American IT consultancy

Appirio, a Wipro company, was an information technology consulting company headquartered in Indianapolis, Indiana (United States) that offered technology and professional services to companies wishing to adopt public cloud applications. This included Software-as-a-Service and Platform-as-a-Service technologies like Salesforce.com, and Google Apps. Appirio ran as a serverless company, utilizing only public cloud solutions and no in-house datacenter.

On 20 October 2016, Appirio announced that they would be acquired by Wipro, an Indian information technology services corporation based in Bangalore, India, for $500 million. On 31 March 2021, the Appirio brand was retired by Wipro and merged into its Salesforce practice.

==History==

- In 2006, Appirio was founded by Chris Barbin (former Borland Software CIO), Narinder Singh, Glenn Weinstein, and Mike O’Brien.
- In 2007, Appirio established its headquarters in Salesforce.com's Startup Incubator in San Mateo, California.
- In 2012, Appirio moved its headquarters to San Francisco, California.
- In August 2015, Appirio announced that the Indianapolis Office would be named company headquarters.
- In early 2008, Appirio secured a Series A investment of $1.1 million from Salesforce.com and angel investors. Then, the firm secured $5.6 million in Series B funding from Sequoia Capital in July 2008.
- A Series C round came in February 2009 with a $10 million funding from Sequoia Capital and GGV Capital.
- A Series D funding round for $60 million followed in March 2012, led by private equity firm General Atlantic.
- In October 2009, Appirio's Chief Architect, Jason Ouellette released a book titled Development with the Force.com Platform: Building Business Applications in the Cloud, released under Addison-Wesley Professional.

> _Extracted data_
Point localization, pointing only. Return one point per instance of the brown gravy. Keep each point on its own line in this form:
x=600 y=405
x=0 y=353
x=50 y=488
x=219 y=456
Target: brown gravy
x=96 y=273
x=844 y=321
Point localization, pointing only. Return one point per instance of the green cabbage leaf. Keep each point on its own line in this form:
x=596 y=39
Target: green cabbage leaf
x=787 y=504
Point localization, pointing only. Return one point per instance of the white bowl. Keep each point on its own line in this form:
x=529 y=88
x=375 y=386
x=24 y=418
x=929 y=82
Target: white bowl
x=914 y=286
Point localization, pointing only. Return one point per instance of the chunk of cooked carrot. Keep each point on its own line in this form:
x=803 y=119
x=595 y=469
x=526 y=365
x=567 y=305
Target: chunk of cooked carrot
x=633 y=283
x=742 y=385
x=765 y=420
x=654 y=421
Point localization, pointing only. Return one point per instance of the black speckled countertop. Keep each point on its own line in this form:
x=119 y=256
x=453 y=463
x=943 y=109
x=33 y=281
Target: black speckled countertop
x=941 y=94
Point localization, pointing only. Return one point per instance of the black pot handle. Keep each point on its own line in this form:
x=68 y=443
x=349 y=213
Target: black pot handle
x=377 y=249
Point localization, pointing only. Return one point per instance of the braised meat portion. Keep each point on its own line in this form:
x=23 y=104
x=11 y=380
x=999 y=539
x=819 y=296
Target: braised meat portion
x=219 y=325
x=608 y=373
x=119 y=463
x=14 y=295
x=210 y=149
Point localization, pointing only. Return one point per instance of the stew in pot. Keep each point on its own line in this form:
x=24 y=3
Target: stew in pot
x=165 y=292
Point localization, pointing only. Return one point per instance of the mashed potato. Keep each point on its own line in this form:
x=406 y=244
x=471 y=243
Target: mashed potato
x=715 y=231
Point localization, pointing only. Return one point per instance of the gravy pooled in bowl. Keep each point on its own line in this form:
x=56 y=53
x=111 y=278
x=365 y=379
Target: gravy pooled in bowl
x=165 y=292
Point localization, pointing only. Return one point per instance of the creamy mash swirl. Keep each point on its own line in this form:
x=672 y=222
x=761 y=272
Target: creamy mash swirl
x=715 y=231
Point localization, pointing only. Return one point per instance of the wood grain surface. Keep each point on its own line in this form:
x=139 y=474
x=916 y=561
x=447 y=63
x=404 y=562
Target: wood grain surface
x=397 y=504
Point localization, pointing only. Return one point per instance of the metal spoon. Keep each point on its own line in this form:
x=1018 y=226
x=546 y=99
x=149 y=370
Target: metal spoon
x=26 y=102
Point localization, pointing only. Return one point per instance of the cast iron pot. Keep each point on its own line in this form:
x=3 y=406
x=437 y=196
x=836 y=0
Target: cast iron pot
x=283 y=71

> _Directions_
Check each statement against the Appirio text and answer yes or no, quoting the words that decide it: (a) Appirio was founded in 2006. (b) Appirio kept its own in-house datacenter. (c) The Series D funding round was led by Sequoia Capital. Work only from the Appirio text.

> _Exercise solution_
(a) Yes: "In 2006, Appirio was founded by Chris Barbin (former Borland Software CIO), Narinder Singh, Glenn Weinstein, and Mike O’Brien."
(b) No: "utilizing only public cloud solutions and no in-house datacenter."
(c) No: "led by private equity firm General Atlantic."